» **EXERCISES**
#1 Which countries does the passage on modern Islamic art at the Saatchi Gallery name? List all of them.
#2 Carry on the passage about modern Islamic art at the Saatchi Gallery from its final sentence.

» **TEXT PASSAGE**

================

Modern Islamic art fills the new Saatchi Gallery in the old Chelsea Barracks, just off the King’s Road in London. About half the artists no longer live in the country of their birth, having moved to Western countries such as the United States, or Belgium, but some continue to work from inside Iran, Afghanistan, Iraq and have exhibited their work in London thanks to the magpie-like, fabulously wealthy Charles Saatchi and an identity that is hidden. All the works are on a large scale, which suits the exhibition space, but seems at odds with the intricate Islamic art that we are more used to seeing.
I wondered what it was that set this modern art apart from the contemporary works that we are more used to seeing exhibited in Western modern art galleries. Two themes dominated – at least in the pictures exhibited. War and Women.
Then I wondered what two words, if only two were possible, I would choose to categorise the modern works of art that I am more familiar with. Sex and Decay, I thought, and after that nothing else seemed to spring to mind. And then I pondered that perhaps War and Women was not so far removed from Decay and Sex, since it was not the glory of war that was being triumphed, and since the theme of women was naturally a sexual one. Although this exhibition appeared much more overtly political than others I had visited, perhaps my definition of political is tired, or perhaps these artists, like the Russian artists in the Royal Academy exhibition, just have more to say that is interesting, or that I find interesting, than the likes of Tracey Emin (Everyone I’ve Ever Slept With) and Damien Hirst (Adam and Eve Under the Table) or the Chapman Brothers (at their worst).

================

» **INFORMATION PROVIDED**
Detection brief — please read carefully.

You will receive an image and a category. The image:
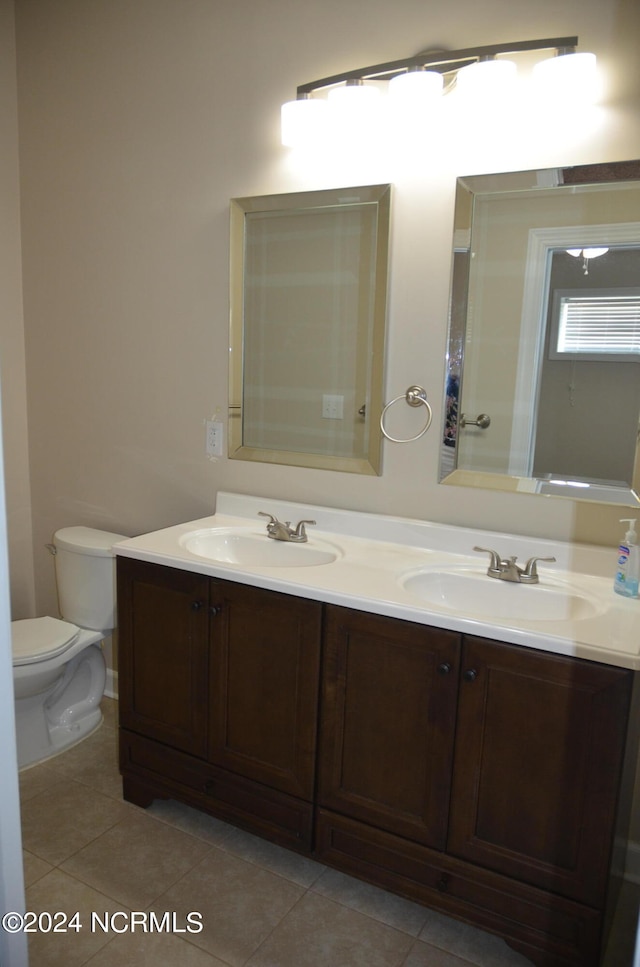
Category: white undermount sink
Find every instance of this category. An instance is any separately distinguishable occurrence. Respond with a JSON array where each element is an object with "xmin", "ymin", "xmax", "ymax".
[
  {"xmin": 180, "ymin": 527, "xmax": 340, "ymax": 567},
  {"xmin": 400, "ymin": 565, "xmax": 598, "ymax": 621}
]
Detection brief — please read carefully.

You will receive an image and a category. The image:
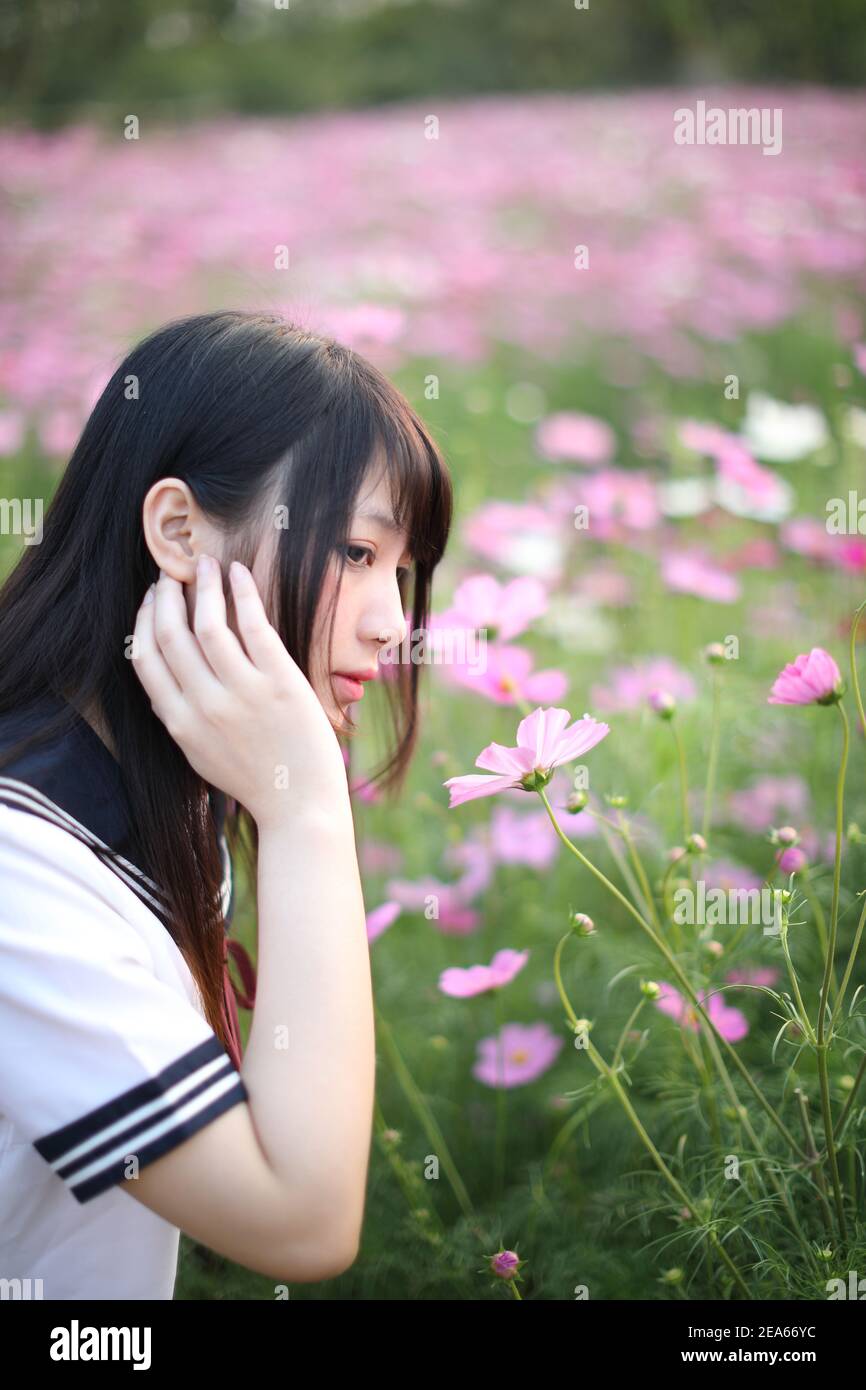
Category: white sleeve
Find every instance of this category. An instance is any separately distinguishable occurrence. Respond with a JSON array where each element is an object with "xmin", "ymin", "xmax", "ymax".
[{"xmin": 0, "ymin": 805, "xmax": 249, "ymax": 1202}]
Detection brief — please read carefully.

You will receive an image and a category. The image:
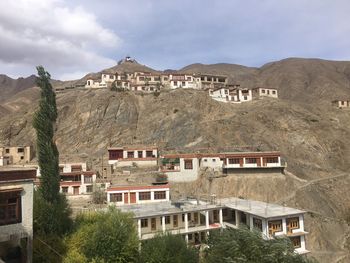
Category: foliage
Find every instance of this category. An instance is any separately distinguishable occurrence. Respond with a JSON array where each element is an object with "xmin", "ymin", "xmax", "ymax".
[
  {"xmin": 139, "ymin": 234, "xmax": 198, "ymax": 263},
  {"xmin": 33, "ymin": 234, "xmax": 66, "ymax": 263},
  {"xmin": 64, "ymin": 207, "xmax": 139, "ymax": 263},
  {"xmin": 33, "ymin": 190, "xmax": 72, "ymax": 236},
  {"xmin": 33, "ymin": 66, "xmax": 60, "ymax": 202},
  {"xmin": 205, "ymin": 227, "xmax": 318, "ymax": 263}
]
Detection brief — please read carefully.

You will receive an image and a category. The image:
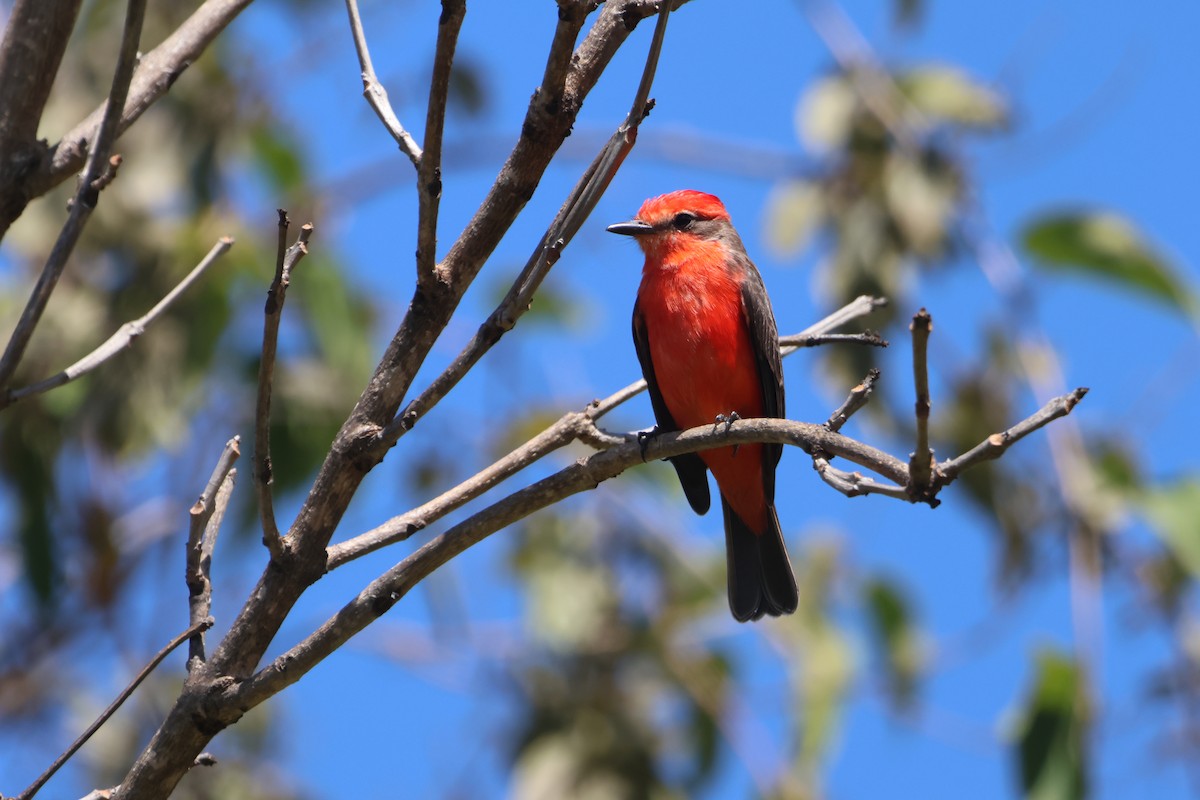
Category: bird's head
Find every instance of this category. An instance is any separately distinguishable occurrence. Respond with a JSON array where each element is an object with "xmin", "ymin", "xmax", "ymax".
[{"xmin": 607, "ymin": 190, "xmax": 737, "ymax": 255}]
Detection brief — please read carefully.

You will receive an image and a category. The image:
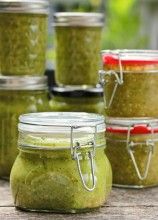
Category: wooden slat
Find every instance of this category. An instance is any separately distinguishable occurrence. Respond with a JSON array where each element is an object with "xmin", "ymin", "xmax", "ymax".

================

» **RESPONSES TO THE TASKS**
#1 United States, Belgium, Iran, Afghanistan, Iraq

#2
A triptych of huge paintings showed the incongruous juxtaposition of veiled women and naked men on a beach, of raucous male celebrations at a wedding and decorous females behind a screen, and of gendered styles of grieving at a funeral: a series of strange montages of the artist photographed in women’s underwear harked back to the custom of men dressing as women for traditional theatre: balloon dolls squeezed into nipple tassels and lace mimiced Tehran prostitutes: a series of photographs lost the identity of women behind the tools of our trade, an iron, a brush, whilst another series showed a veiled woman holding a ghetto blaster on her shoulder to her ear, or dragging along a cylinder vacuum cleaner like a dog on a lead: a room foil of Bacofoil shrounds could have been a memory of the dead but was women in prayer: Baghdad and Beirut were portrayed in glorious colour and monochrome rubber.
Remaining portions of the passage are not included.